→ ACTIVITY
When you copy the listing, reproduce each line as it appears and omit every image.
····················
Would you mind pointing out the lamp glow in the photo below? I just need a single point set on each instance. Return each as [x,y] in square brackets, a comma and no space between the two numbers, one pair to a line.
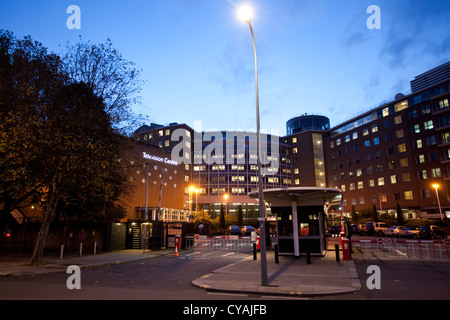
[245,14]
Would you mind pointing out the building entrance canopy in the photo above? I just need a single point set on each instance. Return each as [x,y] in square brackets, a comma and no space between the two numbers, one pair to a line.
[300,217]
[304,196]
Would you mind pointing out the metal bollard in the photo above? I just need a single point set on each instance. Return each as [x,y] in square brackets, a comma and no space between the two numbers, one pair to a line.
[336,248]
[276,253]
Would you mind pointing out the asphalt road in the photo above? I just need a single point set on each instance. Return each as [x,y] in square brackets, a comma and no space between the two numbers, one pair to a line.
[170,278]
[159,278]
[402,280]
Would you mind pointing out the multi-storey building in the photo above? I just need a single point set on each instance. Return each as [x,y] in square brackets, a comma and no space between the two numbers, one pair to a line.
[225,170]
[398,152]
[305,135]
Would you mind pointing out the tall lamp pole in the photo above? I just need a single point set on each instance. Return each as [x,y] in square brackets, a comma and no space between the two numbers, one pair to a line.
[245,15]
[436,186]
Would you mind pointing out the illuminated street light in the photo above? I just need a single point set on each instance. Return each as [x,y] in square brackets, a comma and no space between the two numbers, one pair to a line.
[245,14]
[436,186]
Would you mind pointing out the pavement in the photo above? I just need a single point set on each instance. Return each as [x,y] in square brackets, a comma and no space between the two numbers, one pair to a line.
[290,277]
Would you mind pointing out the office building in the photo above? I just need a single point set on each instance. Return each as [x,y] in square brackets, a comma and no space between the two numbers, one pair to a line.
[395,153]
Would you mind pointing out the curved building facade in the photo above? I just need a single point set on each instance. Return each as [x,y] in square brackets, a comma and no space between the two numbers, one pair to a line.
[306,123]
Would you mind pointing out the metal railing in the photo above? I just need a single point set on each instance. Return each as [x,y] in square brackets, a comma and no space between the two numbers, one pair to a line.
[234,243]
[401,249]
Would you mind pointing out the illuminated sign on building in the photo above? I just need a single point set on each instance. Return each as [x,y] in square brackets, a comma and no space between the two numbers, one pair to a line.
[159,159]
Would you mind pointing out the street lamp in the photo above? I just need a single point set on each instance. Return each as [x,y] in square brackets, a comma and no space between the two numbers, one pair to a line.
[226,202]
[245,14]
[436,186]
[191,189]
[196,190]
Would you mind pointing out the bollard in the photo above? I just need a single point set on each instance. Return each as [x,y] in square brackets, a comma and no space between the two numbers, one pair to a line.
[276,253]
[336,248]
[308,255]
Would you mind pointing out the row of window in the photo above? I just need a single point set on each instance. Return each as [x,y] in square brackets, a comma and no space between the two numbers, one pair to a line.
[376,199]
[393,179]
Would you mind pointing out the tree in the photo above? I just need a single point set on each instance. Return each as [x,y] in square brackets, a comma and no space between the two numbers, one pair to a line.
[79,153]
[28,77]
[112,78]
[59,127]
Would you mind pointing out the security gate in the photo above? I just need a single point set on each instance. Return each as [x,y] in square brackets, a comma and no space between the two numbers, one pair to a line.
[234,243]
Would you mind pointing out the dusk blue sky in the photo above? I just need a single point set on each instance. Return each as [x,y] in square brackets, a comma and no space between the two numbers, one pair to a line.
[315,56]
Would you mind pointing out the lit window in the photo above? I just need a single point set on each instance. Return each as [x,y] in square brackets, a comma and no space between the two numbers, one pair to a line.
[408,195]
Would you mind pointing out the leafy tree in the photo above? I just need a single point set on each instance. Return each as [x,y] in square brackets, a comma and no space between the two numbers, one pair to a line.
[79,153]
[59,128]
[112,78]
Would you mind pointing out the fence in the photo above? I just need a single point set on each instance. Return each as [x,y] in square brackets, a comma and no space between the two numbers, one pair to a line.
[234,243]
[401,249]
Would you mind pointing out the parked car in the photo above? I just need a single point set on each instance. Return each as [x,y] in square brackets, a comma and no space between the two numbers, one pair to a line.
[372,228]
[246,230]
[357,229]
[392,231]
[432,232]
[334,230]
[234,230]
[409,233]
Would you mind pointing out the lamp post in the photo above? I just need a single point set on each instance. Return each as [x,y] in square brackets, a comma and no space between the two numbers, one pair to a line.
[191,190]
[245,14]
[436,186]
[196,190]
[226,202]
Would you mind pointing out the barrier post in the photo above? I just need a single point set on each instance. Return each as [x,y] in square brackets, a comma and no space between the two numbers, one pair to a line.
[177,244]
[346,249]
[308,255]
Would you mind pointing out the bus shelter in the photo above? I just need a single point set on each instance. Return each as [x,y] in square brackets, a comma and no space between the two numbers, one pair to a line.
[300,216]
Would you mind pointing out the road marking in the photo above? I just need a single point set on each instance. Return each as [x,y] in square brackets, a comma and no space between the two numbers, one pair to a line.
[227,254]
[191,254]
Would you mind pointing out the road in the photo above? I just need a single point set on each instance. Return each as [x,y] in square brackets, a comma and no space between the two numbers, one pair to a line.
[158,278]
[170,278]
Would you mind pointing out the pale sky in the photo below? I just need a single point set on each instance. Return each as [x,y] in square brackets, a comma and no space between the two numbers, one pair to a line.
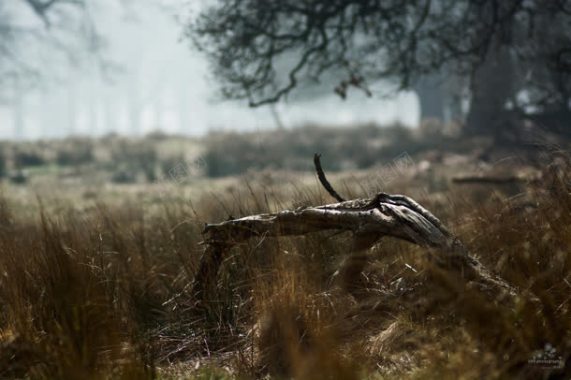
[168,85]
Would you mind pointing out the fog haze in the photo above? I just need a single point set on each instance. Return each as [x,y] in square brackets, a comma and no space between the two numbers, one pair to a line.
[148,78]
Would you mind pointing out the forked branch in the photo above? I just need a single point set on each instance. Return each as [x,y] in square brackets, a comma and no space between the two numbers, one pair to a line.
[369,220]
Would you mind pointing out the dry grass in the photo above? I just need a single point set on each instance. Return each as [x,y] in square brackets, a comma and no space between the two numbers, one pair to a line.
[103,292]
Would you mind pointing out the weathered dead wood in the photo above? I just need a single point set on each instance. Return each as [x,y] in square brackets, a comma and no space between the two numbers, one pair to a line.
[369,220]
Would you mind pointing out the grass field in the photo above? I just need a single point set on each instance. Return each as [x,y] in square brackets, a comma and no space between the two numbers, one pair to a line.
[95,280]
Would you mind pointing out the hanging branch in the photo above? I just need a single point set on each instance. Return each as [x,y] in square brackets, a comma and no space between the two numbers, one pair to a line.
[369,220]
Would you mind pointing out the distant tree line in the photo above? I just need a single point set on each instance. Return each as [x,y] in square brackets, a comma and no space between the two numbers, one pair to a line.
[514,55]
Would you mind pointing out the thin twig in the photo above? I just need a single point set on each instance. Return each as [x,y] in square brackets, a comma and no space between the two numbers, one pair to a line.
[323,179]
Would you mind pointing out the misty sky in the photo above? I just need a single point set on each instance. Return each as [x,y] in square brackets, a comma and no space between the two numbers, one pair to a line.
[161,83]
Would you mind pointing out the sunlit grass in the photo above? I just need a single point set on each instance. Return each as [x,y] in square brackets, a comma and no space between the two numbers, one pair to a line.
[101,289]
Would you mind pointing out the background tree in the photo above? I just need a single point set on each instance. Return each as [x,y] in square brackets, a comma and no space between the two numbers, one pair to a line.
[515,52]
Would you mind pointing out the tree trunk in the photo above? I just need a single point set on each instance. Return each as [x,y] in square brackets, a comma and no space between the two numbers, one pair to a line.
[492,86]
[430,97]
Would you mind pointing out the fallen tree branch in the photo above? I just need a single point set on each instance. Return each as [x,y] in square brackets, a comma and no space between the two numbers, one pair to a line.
····················
→ ANSWER TO THIS PROBLEM
Would you mind pointing out the lamp glow in the photo below? I just need a single point set on each instance. Return each as [x,y] in square brackets, a comma and no space between the two numbers, one pair to a line.
[245,14]
Would you mind pointing out the building entrance canopy in the photo above? I just need a single point set on each instance. Return each as [x,y] in square brackets, a comma and no space between the two numbers, one pair to a line.
[300,217]
[304,196]
Would you mind pointing out the metal bollard in the photo above? I just need a single point set on each instance. Return each as [x,y] in square brackets, a comma and no space between the two numbers, one pair to a line.
[336,248]
[276,253]
Would you mind pointing out the asphalt road in the photo above? I just need a single point set on each instance. Return each as [x,y] in square brackets, a comma and no space between the two numbers, one pair to a line.
[170,278]
[159,278]
[402,280]
Would you mind pointing out the multi-storey building in the photo above? I just need a single point set on each instance. Return each as [x,y] in square brackets, a comma and no space between the two numbers, one pair to a line.
[225,170]
[398,152]
[305,135]
Would you mind pointing out the tall lamp pole in the photo above? I just need a single point set on each instance. Return each as [x,y] in square brackets, a comma and no space between the two numbers, one pair to a line.
[245,15]
[436,186]
Would you mind pointing out the illuminated street light in the photo above? I just need a single point set on each instance. Return each as [x,y] in square brackets, a comma and no space between the two numbers, one pair to a line.
[245,14]
[436,186]
Would you mind pointing out the pavement in the photo above? I just need a single point set on each instance. Return each as [x,y] in square brackets, a comma and no space between the two numbers, one pair to a line.
[290,277]
Would you mind pointing out the office building in the photo above? I just need a single point set on each instance. Return each as [x,y] in square brackets, a comma and no space between the two numbers, one pair to a line.
[395,153]
Would you mind pointing out the curved building facade in the photo above? I just need a single point set on each instance. Return each as [x,y] in square brackets, a comma and no space between the two numbers, one pair to a line.
[306,123]
Would you mind pointing out the metal railing in the photo above? I just need a single point set on each instance. Return each as [x,y] in square brackets, a comma and no space between the two numbers, one pair to a line.
[234,243]
[401,249]
Would you mind pointing out the illuminated sign on building in the photo above? I just need a single point set on each instance. Return each as [x,y] in square brackets, a comma and no space between the two numbers, one pair to a line.
[159,159]
Would you mind pointing out the street lamp in the photo above? I just need a single point set on each instance. Return each as [x,y] in square brackets, a comma and no space between the two numbers, one pair to a line.
[226,202]
[245,14]
[436,186]
[191,189]
[196,190]
Would you mind pointing out the bollard in the photo above? I just need a single point set on each instance. Return each as [x,y] in square brackets, a comma and no space between the two numbers, one pair to a line.
[276,253]
[336,248]
[308,255]
Would you mind pointing out the row of window in the photo above? I just need a single point set on each instance. Return each as [x,y] in square brackets, a comma and no space between the two numbers, one pair to a line.
[376,199]
[393,179]
Would you mind pointing out the tree in the photo above? I just need a single point set on each instance. Return each as [x,y] in square brackets, a comma and no space between the two numbers, one pair to a line.
[79,153]
[28,77]
[112,78]
[59,127]
Would you mind pointing out the security gate in the photo above? I just need a single point set on each instance. Return each as [x,y] in square brackets, a comma and no space between the two numbers, one pair to a line.
[234,243]
Would you mind pointing out the dusk blue sky in the photo above? I just need a single point set on each instance. Return each as [x,y] in square brackets, a comma and no space between the two numbers, one pair to a line.
[315,56]
Would you mind pointing out the lit window in the photo above? I just need a single point set on each instance. Return each as [x,y] in square brackets, a comma and no space between the two numbers, one pair to a line.
[408,195]
Would you mind pointing out the leafy tree in the photo above? I just need a single point set on each instance. Return each as [x,y] in square brackets, a comma and no space between the two numbers, one pair to a line.
[79,153]
[59,128]
[112,78]
Would you mind pointing out the fence in the photo above? I just need a single point set on each instance. Return each as [x,y] in square brackets, a comma and no space between the two numbers, one pair to a line.
[234,243]
[401,249]
Would you mind pointing out the parked car in the photo above? I just need a single point set on each instance. Return each as [x,y] in square brackets, a comma and no space between the two numbers, one pair to a line.
[372,228]
[246,230]
[357,229]
[392,231]
[432,232]
[334,230]
[234,230]
[409,233]
Would you mind pointing out the lamp post in the photo above? I just need a single point set on each instance. Return each as [x,y] in square brackets, a comma and no space between the two numbers, one pair to a line.
[191,190]
[245,14]
[436,186]
[196,190]
[226,202]
Would you mind pointing out the barrier post in the photo above? I just need a single point set on each instance. Return each as [x,y] in square brackets, a comma and no space between the two numbers, one pair to a line.
[177,244]
[346,249]
[308,255]
Would you mind pointing out the bus shelter in the photo above? I just need a single point set on each instance. Return each as [x,y] in square brackets, a comma and no space between the two numbers, one pair to a line.
[300,216]
Would you mind pointing out the road marking in the photo above? I just need a single point set on each instance. Return each as [x,y] in square brackets, a comma and no space between the two numbers, one pair to a line.
[227,254]
[191,254]
Would you mind pointing out the road in the photo above? I just need a single point set on each instance. Return each as [x,y] in square brackets, a comma and no space between the two numbers, one pair to a line.
[158,278]
[170,278]
Would you mind pointing out the pale sky in the photo below? I just need a single point set on each instance. Return each as [x,y] in square brackets, a comma and no space between the two numbers, one pair to a line.
[168,85]
Would you mind pointing out the fog haze in the photo above? I just need a single point set on each instance. Return each as [x,y] in square brackets, a comma and no space between the two numbers, one pair to a line.
[148,78]
Would you mind pointing out the forked branch in the photo above? I just need a single point set on each instance. Return each as [x,y] in square brackets, a comma and no space between the two numbers, one pair to a line.
[369,220]
Would you mind pointing out the dry grass in the photo above? I just need a single point set on each instance. Return each as [x,y] in square brackets, a comma and no space between the two numbers, one pair to a line.
[103,292]
Would you mind pointing out the weathered dead wood in the photo above? I just need a single point set on each instance. Return each as [x,y] in square brackets, a comma and no space between the two numbers, one pair to a line.
[369,220]
Would you mind pointing out the grass field in the photo above? I just need a single point set on each instance. Return each as [x,y] in square brackets, a comma and no space between the two numbers, one pair to a line.
[95,280]
Would you mind pointing out the hanging branch in the photo above? I just need a single point set on each instance. Return each as [x,y] in square brackets, a comma and no space between the two numbers, one pair to a line.
[369,220]
Would you mind pointing out the distant tree line in the photo above? I just need a single point set on each instance. Return each as [x,y] in square brackets, a comma and no space between the two numbers, one pair to a line.
[514,55]
Would you mind pointing out the thin twig in the photo above? I just need a single point set on each instance. Return each as [x,y] in square brackets, a comma and no space between the two numbers, one pair to a line.
[323,179]
Would you mind pointing out the misty sky in the photo above? I just need a single point set on each instance. Return each as [x,y] in square brackets, a comma and no space between the two numbers, one pair to a line.
[161,83]
Would you mind pointing out the sunlit grass in the photo above? I just need a single point set on each instance. Return each as [x,y] in square brackets, a comma and no space between the two numbers, one pair to a line.
[101,289]
Would you mind pointing out the background tree in the photo above? I just need a single point set on each instance. Return each as [x,y] in square brackets, a comma and no space between the two numbers, one pair to a line.
[515,52]
Would you mind pointing out the tree trunk in the photo above? I just need a single point set on each instance. Return each as [x,y] in square brackets, a comma and no space between the two numbers, one pair to a line.
[492,86]
[430,97]
Would you mind pointing out the fallen tree branch in the photo above? I just need a single point set on each instance. Return each as [x,y] in square brackets, a comma and no space between the two numbers, one pair to a line.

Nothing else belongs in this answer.